### THE DATA
= Beginning of Section =

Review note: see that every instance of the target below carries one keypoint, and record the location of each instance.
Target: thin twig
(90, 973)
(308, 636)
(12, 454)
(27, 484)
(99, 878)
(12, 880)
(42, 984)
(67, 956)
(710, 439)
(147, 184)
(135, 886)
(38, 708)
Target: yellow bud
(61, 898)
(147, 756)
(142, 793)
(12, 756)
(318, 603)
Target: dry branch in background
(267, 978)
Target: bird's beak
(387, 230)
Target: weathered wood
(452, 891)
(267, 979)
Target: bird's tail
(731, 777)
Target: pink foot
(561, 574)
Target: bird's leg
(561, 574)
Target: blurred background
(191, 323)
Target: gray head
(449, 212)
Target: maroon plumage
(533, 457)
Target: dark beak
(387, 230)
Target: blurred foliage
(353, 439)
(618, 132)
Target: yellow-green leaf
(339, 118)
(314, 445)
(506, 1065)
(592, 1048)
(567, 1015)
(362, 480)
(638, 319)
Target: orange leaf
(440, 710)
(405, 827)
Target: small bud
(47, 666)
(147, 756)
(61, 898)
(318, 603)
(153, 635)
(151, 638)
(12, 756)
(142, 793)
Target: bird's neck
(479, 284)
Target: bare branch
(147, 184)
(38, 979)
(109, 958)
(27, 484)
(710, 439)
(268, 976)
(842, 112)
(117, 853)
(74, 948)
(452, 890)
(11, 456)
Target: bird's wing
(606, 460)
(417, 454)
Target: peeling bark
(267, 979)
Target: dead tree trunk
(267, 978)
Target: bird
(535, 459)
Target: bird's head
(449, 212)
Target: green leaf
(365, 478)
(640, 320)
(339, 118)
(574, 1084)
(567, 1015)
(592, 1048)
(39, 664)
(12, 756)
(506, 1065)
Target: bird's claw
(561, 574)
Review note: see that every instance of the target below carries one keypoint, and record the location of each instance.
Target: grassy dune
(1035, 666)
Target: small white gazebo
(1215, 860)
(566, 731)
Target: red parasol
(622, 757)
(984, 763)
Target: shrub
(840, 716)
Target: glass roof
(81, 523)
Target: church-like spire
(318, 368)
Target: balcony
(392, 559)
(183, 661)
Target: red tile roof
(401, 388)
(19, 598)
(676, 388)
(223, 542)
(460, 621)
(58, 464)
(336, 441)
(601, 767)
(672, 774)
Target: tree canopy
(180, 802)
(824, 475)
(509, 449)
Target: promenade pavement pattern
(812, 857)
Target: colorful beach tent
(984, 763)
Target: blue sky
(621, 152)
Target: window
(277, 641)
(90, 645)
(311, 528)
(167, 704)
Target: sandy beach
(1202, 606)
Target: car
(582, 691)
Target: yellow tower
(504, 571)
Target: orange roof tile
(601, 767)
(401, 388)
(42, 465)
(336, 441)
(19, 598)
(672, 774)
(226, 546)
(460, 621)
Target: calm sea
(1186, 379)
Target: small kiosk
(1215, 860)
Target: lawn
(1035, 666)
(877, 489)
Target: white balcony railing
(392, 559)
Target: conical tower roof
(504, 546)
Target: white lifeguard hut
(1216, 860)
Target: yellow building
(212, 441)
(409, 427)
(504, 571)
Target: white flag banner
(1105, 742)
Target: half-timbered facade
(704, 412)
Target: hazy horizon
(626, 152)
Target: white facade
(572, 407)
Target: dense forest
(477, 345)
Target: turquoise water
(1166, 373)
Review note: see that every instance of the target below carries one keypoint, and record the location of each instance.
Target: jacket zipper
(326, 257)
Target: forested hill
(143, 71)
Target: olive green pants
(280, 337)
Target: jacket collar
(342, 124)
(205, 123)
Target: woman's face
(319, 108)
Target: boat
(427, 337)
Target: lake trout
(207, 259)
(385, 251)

= End of Section =

Quote the line that contains "Target: dense forest" and each line after it through the end of the data, exactly, leaving out everything else.

Target: dense forest
(477, 345)
Target: turquoise water
(1166, 373)
Review note: see that every instance of the target below carries one keypoint, and record the location of each instance.
Target: jacket zipper
(326, 257)
Target: forested hill
(143, 71)
Target: olive green pants
(280, 337)
Target: jacket collar
(342, 124)
(205, 123)
Target: woman's face
(319, 108)
Target: boat
(427, 337)
Target: lake trout
(207, 259)
(385, 251)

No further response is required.